▶ _Exercise instructions_:
1. In the forum thread about the TV content protection error, what reason does WestDC give for saying that changing the HDMI cable does nothing?
2. Carry the forum thread about the TV content protection error forward from its final post.

▶ _Document text_:

---------------

# Your TV does not support this programming content protection



## tadam (Dec 8, 2006)

I have a Panasonic plasma 1080p TV that now gets this error message. Is there a fix to this other than connecting the TV to the Directv device with component cables? My wireless mini genie does not have that option to connect with.


----------



## jimmie57 (Jun 26, 2010)

tadam said:


> I have a Panasonic plasma 1080p TV that now gets this error message. Is there a fix to this other than connecting the TV to the Directv device with component cables? My wireless mini genie does not have that option to connect with.


Check online to see if your TV has a software update for it and if it does download it and install it.
The newer receivers / minis have a special cable connection that has to have to give it the component connection. If you call DTV they will probably send you that adapter / dongle.


----------



## slice1900 (Feb 14, 2013)

tadam said:


> I have a Panasonic plasma 1080p TV that now gets this error message. Is there a fix to this other than connecting the TV to the Directv device with component cables? My wireless mini genie does not have that option to connect with.


Try a different HDMI cable, try a different HDMI input on your TV, and try swapping that mini genie with another one if you have one. That would help track down what the problem actually is.


----------



## jrwinter (Sep 2, 2004)

Turn off the HDMI control in the main genie settings that stopped that message on mine!


----------



## tadam (Dec 8, 2006)

slice1900 said:


> Try a different HDMI cable, try a different HDMI input on your TV, and try swapping that mini genie with another one if you have one. That would help track down what the problem actually is.


I swapped out HDMI cables and my genie for the mini genie, still get the same message.


----------



## tadam (Dec 8, 2006)

jrwinter said:


> Turn off the HDMI control in the main genie settings that stopped that message on mine!


Tried it and still the same message.


----------



## longrider (Apr 21, 2007)

Is the HDMI passing through an AVR? I have seen the pass through cause issues with HDCP


----------



## WestDC (Feb 9, 2008)

That is cause by a incomplete HDMI handshake (changing the channel) will resolve the issue - It is caused by the Copy protection - Changing the HDMI cable does nothing - it's just a a Sync problem


----------



## tadam (Dec 8, 2006)

I have read there is a HDMI powered switch that can "fool" the HDCP protocol which will allow the TV to operate normally via the HDMI only?


----------



## jimmie57 (Jun 26, 2010)

tadam said:


> I have read there is a HDMI powered switch that can "fool" the HDCP protocol which will allow the TV to operate normally via the HDMI only?


Yes, actually I think it is a splitter, most people use them when they are sending a signal to 2 TVs from one DTV receiver.


----------



## Rich (Feb 22, 2007)

WestDC said:


> That is cause by a incomplete HDMI handshake (changing the channel) will resolve the issue - It is caused by the Copy protection - Changing the HDMI cable does nothing - it's just a a Sync problem


And only a mildly annoying problem. Doesn't seem to really mean anything and goes away quickly.

Rich


----------



## tadam (Dec 8, 2006)

Rich said:


> And only a mildly annoying problem. Doesn't seem to really mean anything and goes away quickly.

---------------

▶ _Entries_:
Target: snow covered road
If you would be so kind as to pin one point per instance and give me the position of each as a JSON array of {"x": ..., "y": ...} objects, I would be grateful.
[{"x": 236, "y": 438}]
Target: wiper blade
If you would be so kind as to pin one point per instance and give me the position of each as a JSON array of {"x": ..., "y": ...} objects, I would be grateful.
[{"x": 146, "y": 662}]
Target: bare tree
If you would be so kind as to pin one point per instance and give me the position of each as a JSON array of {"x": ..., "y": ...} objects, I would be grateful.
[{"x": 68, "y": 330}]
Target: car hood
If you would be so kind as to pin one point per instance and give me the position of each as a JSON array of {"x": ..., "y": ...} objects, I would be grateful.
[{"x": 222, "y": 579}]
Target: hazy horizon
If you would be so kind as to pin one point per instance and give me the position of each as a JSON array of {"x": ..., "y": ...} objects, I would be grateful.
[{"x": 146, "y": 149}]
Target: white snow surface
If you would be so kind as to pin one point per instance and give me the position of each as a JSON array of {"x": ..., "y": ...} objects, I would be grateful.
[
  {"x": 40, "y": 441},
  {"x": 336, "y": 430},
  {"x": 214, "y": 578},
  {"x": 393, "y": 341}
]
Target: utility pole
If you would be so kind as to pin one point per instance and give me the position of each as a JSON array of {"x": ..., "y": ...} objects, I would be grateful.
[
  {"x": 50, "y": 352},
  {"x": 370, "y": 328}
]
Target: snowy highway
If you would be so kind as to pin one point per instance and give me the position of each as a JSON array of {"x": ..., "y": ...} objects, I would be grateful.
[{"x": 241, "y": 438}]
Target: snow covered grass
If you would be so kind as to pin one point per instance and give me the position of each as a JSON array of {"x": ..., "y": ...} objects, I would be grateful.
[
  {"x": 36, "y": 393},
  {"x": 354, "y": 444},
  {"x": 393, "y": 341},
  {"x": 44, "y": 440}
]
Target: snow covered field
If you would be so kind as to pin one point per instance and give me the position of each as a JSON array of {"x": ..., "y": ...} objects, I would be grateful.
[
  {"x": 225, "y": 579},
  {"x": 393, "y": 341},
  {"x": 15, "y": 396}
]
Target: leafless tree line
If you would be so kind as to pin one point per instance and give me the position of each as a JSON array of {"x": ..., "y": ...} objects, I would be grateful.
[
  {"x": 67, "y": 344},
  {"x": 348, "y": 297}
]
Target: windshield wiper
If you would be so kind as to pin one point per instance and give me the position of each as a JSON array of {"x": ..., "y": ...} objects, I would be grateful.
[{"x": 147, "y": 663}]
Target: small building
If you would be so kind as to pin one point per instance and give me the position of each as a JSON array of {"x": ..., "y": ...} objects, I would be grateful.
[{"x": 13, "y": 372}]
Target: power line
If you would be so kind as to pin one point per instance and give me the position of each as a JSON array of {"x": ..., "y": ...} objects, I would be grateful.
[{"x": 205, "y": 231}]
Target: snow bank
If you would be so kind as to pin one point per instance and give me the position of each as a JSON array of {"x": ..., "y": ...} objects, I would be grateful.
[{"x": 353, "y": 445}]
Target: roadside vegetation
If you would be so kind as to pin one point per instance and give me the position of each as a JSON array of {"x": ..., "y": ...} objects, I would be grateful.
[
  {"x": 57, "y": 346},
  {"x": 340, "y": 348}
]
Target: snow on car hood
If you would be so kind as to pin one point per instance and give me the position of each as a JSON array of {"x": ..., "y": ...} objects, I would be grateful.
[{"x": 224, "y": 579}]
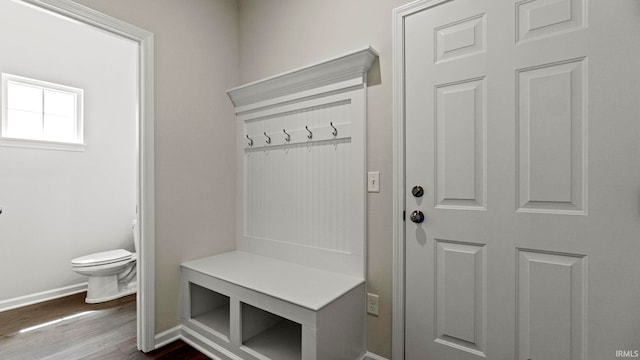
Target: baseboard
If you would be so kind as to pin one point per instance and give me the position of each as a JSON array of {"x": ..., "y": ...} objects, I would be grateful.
[
  {"x": 206, "y": 346},
  {"x": 372, "y": 356},
  {"x": 210, "y": 348},
  {"x": 168, "y": 336},
  {"x": 41, "y": 296}
]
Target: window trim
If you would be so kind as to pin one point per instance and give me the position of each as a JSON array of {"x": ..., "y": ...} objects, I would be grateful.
[{"x": 38, "y": 143}]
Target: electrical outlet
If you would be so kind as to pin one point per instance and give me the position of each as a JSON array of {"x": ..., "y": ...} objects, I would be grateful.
[
  {"x": 372, "y": 304},
  {"x": 373, "y": 181}
]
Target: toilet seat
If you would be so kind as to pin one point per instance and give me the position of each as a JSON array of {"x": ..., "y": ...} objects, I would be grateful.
[{"x": 103, "y": 258}]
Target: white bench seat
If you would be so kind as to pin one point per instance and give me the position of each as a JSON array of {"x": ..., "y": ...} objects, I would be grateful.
[
  {"x": 239, "y": 305},
  {"x": 301, "y": 285}
]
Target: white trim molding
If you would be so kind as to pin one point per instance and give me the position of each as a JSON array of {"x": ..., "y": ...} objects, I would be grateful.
[
  {"x": 372, "y": 356},
  {"x": 338, "y": 69},
  {"x": 31, "y": 299},
  {"x": 146, "y": 180}
]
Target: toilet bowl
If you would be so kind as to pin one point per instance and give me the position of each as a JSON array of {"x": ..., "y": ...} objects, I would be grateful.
[{"x": 111, "y": 274}]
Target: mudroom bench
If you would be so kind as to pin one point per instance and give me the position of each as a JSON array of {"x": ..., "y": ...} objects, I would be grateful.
[
  {"x": 294, "y": 288},
  {"x": 248, "y": 306}
]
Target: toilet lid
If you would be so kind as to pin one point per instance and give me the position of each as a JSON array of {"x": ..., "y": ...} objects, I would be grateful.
[{"x": 102, "y": 258}]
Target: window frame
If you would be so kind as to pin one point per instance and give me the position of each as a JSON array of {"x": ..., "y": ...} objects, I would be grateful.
[{"x": 79, "y": 145}]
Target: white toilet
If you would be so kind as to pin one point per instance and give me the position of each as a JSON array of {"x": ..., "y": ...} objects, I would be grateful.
[{"x": 112, "y": 274}]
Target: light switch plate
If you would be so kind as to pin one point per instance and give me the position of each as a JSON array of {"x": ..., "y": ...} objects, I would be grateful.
[
  {"x": 372, "y": 304},
  {"x": 373, "y": 181}
]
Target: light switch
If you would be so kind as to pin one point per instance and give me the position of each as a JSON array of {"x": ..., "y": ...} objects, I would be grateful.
[{"x": 373, "y": 181}]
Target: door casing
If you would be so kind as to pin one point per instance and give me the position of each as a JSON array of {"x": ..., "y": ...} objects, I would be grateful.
[{"x": 145, "y": 160}]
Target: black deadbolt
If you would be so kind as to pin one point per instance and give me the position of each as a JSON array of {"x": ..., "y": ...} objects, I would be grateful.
[{"x": 417, "y": 191}]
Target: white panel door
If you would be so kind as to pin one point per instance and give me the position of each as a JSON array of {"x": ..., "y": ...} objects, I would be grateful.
[{"x": 522, "y": 126}]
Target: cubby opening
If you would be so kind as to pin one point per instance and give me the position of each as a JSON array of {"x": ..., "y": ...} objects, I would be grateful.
[
  {"x": 210, "y": 309},
  {"x": 271, "y": 335}
]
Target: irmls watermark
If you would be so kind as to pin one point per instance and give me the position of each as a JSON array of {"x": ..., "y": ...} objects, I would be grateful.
[{"x": 628, "y": 354}]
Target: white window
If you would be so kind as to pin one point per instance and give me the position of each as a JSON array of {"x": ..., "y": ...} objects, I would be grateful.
[{"x": 41, "y": 114}]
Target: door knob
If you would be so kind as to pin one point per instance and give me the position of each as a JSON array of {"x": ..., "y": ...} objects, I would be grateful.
[
  {"x": 417, "y": 191},
  {"x": 417, "y": 216}
]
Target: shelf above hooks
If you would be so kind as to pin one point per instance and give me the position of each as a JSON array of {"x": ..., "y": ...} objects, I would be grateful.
[{"x": 287, "y": 138}]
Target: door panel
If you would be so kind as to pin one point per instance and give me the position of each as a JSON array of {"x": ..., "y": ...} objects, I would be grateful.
[{"x": 521, "y": 124}]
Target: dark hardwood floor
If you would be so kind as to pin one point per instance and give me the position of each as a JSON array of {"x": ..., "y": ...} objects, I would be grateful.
[{"x": 76, "y": 330}]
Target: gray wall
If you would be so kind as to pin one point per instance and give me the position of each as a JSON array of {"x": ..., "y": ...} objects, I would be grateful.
[
  {"x": 59, "y": 205},
  {"x": 278, "y": 35},
  {"x": 196, "y": 60},
  {"x": 204, "y": 47}
]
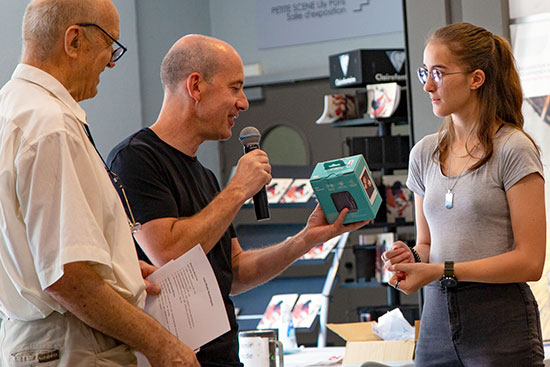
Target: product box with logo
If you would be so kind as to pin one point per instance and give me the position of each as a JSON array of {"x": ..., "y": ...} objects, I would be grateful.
[
  {"x": 346, "y": 183},
  {"x": 363, "y": 345},
  {"x": 357, "y": 68}
]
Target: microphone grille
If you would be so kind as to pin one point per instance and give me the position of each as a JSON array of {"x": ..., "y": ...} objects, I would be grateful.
[{"x": 250, "y": 135}]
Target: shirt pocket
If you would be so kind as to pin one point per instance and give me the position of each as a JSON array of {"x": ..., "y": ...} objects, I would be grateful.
[{"x": 42, "y": 357}]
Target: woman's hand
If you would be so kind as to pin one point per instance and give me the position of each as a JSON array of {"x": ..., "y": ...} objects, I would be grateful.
[
  {"x": 399, "y": 254},
  {"x": 412, "y": 277}
]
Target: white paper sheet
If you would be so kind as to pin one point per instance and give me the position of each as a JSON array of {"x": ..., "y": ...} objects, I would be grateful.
[{"x": 190, "y": 303}]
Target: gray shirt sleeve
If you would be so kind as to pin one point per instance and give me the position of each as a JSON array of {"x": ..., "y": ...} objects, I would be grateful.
[{"x": 519, "y": 158}]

---------------

▶ _Exercise results_:
1. WestDC says the message comes from an incomplete HDMI handshake caused by the copy protection. It is only a sync problem, so changing the channel resolves it and a new cable doesn't help.

2.
> 
> Rich


It's more than a mildly annoying problem to me.....the error message does not go away and does not allow me to view any content. Furthermore, the TVs manual states that is is HDCP compliant and I had not had this issue approximately 2 months ago. I believe it is a Directv issue.


----------



## jimmie57 (Jun 26, 2010)

tadam said:


> It's more than a mildly annoying problem to me.....the error message does not go away and does not allow me to view any content. Furthermore, the TVs manual states that is is HDCP compliant and I had not had this issue approximately 2 months ago. I believe it is a Directv issue.


Try going into Settings and Help, Settings, Display, Video and set Native to OFF. This will stop the TV from changing the resolution and might make the problem go away.

Note that I have been running my HR24-100 on my 2009 Samsung TV using Component cables and it is no different if you do not do the PPV movies on it.
My TV needs an update and I never did it.


----------



## tadam (Dec 8, 2006)

jimmie57 said:


> Try going into Settings and Help, Settings, Display, Video and set Native to OFF. This will stop the TV from changing the resolution and might make the problem go away.
> 
> Note that I have been running my HR24-100 on my 2009 Samsung TV using Component cables and it is no different if you do not do the PPV movies on it.
> My TV needs an update and I never did it.


Native was set to off. I have ordered a power HDMI splitter in hopes of solving the problem.


----------



## Rich (Feb 22, 2007)

tadam said:


> It's more than a mildly annoying problem to me.....the error message does not go away and does not allow me to view any content. Furthermore, the TVs manual states that is is HDCP compliant and I had not had this issue approximately 2 months ago. I believe it is a Directv issue.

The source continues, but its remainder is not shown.